### [Required action A]
Duplicate the passage of the Homeland review from "Saul Berenson (Mandy" to "over by it.".
### [Required action B]
Condense the paragraph of the Homeland review that begins "Saul Berenson (Mandy Patinkin)" into a bulleted list of its main points.

### [Document text]
* * * * * * * * *
On one level, the title of Homeland’s season-three premiere, “Tin Man Is Down,” directly references the point at which C.I.A. black-ops agent Peter Quinn (Rupert Friend) narrowly executes his portion of a thrilling, six-target, three-continent operation, killing one of the men complicit in the 12/12 Langley bombing and helping to slightly redeem the C.I.A.’s tarnished reputation. But it also refers to the death of one’s emotions—the Tin Man’s absent heart, so to speak.
Saul Berenson (Mandy Patinkin), reluctant temporary director of the C.I.A., could very well be that Tin Man, weighted as he is with responsibility he never wanted, expected by the president to take revenge (“We’re spies, not killers,” he feebly protests), pressured by advisor Dar Adal (F. Murray Abraham) to use counterintelligence to throw Carrie Mathison (Claire Danes) under the bus, or at least to “jump up and down on her really hard,” after she tanks her Senate hearing, and unable to sleep in the same bedroom as his wife, Mira (Sarita Choudhury), lest he once again drive her away by getting too close. “I’m just waiting for the right answer to present itself,” he tells Mira, but if he’s not paralyzed with indecision, he’s at least rusted over by it.
If he’s the Tin Man, then Carrie is the Scarecrow: Her mind has betrayed her, and she’s the straw man being offered up to Andrew Lockhart (Tracy Letts) and his Senate Investigatory Committee, who, perhaps sensing she has something to do with Brody’s subsequent disappearance, doubt her assertion that she was knocked unconscious in the women’s restroom during the 12/12 bombing. Moreover, after committing perjury for the C.I.A. when she feigns ignorance of Brody’s immunity deal, she’s grasping at straws herself. When her father confronts her about her recent decision to come off lithium, she jabbers a litany of excuses in front of her yarn-tangled Big Map of Possible Brody Sightings: “It’s all good. I feel good. I’m medicating myself in other ways. Exercise, medication.” “Quinoa?” her father snorts. “It’s working,” she insists, or at least she has to believe it is, because the sort of person she is while medicated is the sort of person with 219 dead bodies on her conscience: “It was right in front of my eyes, and I never saw it coming.”
* * * * * * * * *
### [Record extracts]
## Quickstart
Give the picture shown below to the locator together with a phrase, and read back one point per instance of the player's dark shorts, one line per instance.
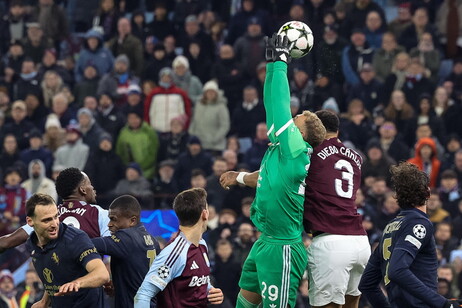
(274, 269)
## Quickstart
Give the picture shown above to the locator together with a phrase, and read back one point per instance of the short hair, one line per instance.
(315, 131)
(37, 199)
(67, 181)
(189, 204)
(410, 185)
(329, 119)
(127, 205)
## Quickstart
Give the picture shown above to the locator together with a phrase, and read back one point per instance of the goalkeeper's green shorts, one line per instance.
(274, 270)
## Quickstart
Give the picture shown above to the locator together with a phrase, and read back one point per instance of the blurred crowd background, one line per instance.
(151, 97)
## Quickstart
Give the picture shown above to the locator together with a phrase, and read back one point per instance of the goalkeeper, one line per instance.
(272, 272)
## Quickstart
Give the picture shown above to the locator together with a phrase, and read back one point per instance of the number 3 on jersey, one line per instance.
(347, 175)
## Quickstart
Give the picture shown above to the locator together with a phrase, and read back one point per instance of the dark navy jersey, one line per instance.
(406, 260)
(63, 260)
(132, 252)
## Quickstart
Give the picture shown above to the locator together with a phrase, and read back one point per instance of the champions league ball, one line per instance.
(300, 37)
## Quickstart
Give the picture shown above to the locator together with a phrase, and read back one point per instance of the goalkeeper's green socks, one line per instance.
(243, 303)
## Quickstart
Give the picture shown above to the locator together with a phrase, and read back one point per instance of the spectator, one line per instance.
(183, 78)
(354, 55)
(368, 90)
(194, 33)
(108, 116)
(402, 21)
(95, 54)
(428, 55)
(255, 153)
(89, 128)
(165, 102)
(172, 144)
(164, 186)
(247, 115)
(229, 74)
(435, 209)
(125, 43)
(385, 55)
(52, 84)
(52, 20)
(74, 153)
(426, 159)
(249, 48)
(54, 136)
(161, 26)
(328, 54)
(399, 111)
(194, 158)
(117, 81)
(36, 42)
(49, 63)
(28, 81)
(62, 110)
(410, 35)
(398, 75)
(210, 121)
(13, 24)
(105, 168)
(137, 185)
(7, 290)
(376, 165)
(214, 189)
(156, 63)
(106, 18)
(88, 86)
(37, 151)
(374, 29)
(226, 270)
(450, 192)
(416, 83)
(19, 126)
(139, 143)
(38, 182)
(444, 239)
(13, 201)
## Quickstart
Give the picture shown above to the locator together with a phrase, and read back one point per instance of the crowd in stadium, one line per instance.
(151, 97)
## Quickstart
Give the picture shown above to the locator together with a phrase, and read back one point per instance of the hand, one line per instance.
(282, 49)
(109, 288)
(215, 296)
(453, 303)
(70, 287)
(228, 179)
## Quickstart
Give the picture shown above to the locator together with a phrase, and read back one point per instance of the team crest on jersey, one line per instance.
(163, 271)
(419, 231)
(206, 258)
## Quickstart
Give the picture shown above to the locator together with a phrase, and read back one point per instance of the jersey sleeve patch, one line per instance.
(419, 231)
(413, 241)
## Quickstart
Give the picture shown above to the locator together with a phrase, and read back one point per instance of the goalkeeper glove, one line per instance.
(453, 303)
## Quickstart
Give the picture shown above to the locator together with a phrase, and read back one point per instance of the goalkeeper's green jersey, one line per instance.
(277, 210)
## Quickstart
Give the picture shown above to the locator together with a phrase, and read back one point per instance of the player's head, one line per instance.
(124, 212)
(311, 128)
(410, 185)
(191, 207)
(42, 215)
(329, 119)
(73, 183)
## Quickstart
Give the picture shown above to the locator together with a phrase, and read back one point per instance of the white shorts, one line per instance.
(335, 266)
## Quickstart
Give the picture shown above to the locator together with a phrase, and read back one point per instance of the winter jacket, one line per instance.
(435, 163)
(164, 104)
(141, 146)
(101, 57)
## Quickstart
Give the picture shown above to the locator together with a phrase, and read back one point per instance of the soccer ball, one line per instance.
(300, 37)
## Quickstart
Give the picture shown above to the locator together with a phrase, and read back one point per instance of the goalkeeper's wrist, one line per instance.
(240, 177)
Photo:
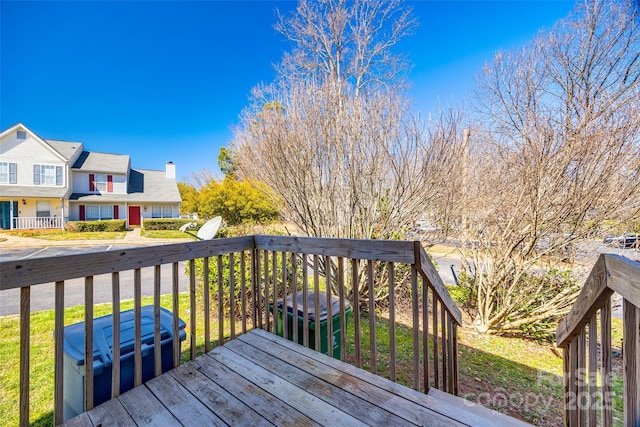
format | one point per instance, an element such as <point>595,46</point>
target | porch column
<point>62,213</point>
<point>10,214</point>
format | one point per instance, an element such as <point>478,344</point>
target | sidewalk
<point>132,238</point>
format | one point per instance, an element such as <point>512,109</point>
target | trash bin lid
<point>322,303</point>
<point>103,334</point>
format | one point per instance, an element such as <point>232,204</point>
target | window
<point>165,211</point>
<point>47,175</point>
<point>101,183</point>
<point>98,212</point>
<point>43,209</point>
<point>8,173</point>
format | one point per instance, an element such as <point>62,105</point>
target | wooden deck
<point>262,379</point>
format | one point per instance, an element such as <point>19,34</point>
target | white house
<point>44,183</point>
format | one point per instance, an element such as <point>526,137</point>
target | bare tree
<point>555,154</point>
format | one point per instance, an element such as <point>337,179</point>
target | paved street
<point>42,296</point>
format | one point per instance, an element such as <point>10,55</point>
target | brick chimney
<point>171,170</point>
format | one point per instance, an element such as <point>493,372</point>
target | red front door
<point>134,215</point>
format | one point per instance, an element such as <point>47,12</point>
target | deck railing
<point>32,223</point>
<point>249,276</point>
<point>586,338</point>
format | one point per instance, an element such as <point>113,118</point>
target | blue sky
<point>165,81</point>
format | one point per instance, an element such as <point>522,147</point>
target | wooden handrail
<point>426,268</point>
<point>270,274</point>
<point>587,351</point>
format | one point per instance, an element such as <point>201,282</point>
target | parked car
<point>627,240</point>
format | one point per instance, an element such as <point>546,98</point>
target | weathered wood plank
<point>110,413</point>
<point>375,250</point>
<point>252,395</point>
<point>298,398</point>
<point>25,346</point>
<point>592,297</point>
<point>605,373</point>
<point>145,408</point>
<point>415,312</point>
<point>428,271</point>
<point>58,340</point>
<point>452,413</point>
<point>295,374</point>
<point>631,316</point>
<point>81,420</point>
<point>624,277</point>
<point>27,272</point>
<point>226,406</point>
<point>373,394</point>
<point>181,403</point>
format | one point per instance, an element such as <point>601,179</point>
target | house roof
<point>145,186</point>
<point>67,148</point>
<point>35,136</point>
<point>22,191</point>
<point>91,161</point>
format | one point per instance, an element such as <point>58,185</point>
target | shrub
<point>96,226</point>
<point>170,224</point>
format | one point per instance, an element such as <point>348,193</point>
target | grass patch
<point>166,234</point>
<point>61,235</point>
<point>519,377</point>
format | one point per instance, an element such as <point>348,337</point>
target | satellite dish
<point>209,229</point>
<point>187,226</point>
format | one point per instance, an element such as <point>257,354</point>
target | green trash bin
<point>335,325</point>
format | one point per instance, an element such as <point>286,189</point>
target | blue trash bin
<point>74,369</point>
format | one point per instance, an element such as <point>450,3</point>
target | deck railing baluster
<point>232,292</point>
<point>88,342</point>
<point>192,309</point>
<point>285,317</point>
<point>243,293</point>
<point>316,301</point>
<point>355,274</point>
<point>343,320</point>
<point>115,351</point>
<point>305,302</point>
<point>416,328</point>
<point>328,278</point>
<point>157,356</point>
<point>207,304</point>
<point>58,339</point>
<point>373,356</point>
<point>270,263</point>
<point>392,324</point>
<point>425,336</point>
<point>137,327</point>
<point>175,287</point>
<point>220,301</point>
* * * * * * * * *
### [Problem solution A]
Saul Berenson (Mandy Patinkin), reluctant temporary director of the C.I.A., could very well be that Tin Man, weighted as he is with responsibility he never wanted, expected by the president to take revenge (“We’re spies, not killers,” he feebly protests), pressured by advisor Dar Adal (F. Murray Abraham) to use counterintelligence to throw Carrie Mathison (Claire Danes) under the bus, or at least to “jump up and down on her really hard,” after she tanks her Senate hearing, and unable to sleep in the same bedroom as his wife, Mira (Sarita Choudhury), lest he once again drive her away by getting too close. “I’m just waiting for the right answer to present itself,” he tells Mira, but if he’s not paralyzed with indecision, he’s at least rusted over by it.

### [Problem solution B]
- Saul Berenson (Mandy Patinkin), the reluctant temporary director of the C.I.A., could be the Tin Man.
- He carries a responsibility he never wanted.
- The president expects him to take revenge, and he feebly protests, "We're spies, not killers."
- Advisor Dar Adal (F. Murray Abraham) pressures him to use counterintelligence against Carrie Mathison (Claire Danes) after she tanks her Senate hearing.
- He cannot sleep in the same bedroom as his wife, Mira (Sarita Choudhury), for fear of driving her away again by getting too close.
- He tells Mira he is waiting for the right answer to present itself. If indecision has not paralyzed him, it has at least rusted him over.